## INFORMATION SHOWN
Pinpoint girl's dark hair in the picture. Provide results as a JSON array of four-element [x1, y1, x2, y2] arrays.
==
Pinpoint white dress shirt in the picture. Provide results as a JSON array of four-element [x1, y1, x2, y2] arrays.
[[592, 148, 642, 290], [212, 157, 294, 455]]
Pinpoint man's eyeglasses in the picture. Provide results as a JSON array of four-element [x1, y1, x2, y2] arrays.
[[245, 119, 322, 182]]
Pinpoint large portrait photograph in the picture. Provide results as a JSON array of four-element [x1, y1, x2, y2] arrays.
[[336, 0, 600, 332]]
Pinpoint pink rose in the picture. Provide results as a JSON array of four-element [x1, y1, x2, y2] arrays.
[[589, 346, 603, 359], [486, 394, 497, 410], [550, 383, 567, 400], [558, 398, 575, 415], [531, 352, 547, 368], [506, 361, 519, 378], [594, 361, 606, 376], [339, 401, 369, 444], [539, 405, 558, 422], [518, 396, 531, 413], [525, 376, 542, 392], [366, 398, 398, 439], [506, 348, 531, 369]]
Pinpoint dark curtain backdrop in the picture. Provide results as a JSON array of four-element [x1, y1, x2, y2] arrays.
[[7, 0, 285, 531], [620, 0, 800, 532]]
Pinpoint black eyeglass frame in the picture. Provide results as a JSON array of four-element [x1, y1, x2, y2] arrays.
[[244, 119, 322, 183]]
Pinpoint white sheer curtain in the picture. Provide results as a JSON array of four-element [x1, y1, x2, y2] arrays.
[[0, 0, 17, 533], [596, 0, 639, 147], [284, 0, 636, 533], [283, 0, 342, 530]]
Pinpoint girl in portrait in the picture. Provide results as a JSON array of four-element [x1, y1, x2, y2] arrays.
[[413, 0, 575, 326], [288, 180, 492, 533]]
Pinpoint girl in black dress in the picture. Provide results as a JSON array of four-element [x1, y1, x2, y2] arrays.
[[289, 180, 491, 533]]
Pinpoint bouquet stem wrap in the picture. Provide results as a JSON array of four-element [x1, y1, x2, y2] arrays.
---
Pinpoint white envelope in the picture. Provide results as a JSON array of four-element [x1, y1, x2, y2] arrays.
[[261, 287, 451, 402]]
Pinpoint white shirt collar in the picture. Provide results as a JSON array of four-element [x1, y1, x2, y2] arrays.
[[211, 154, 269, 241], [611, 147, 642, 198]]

## INSTRUCTION
Copy the records above word for word, starting with the line that contains "Pinpoint white shirt" and going on through the line that contains "[[211, 154, 269, 241], [611, 147, 642, 198]]".

## ANSWER TO THIS TASK
Pinpoint white shirt collar in the picture. Provide results as a JSON array of four-element [x1, y1, x2, y2] arrays.
[[211, 154, 269, 241], [611, 147, 642, 198]]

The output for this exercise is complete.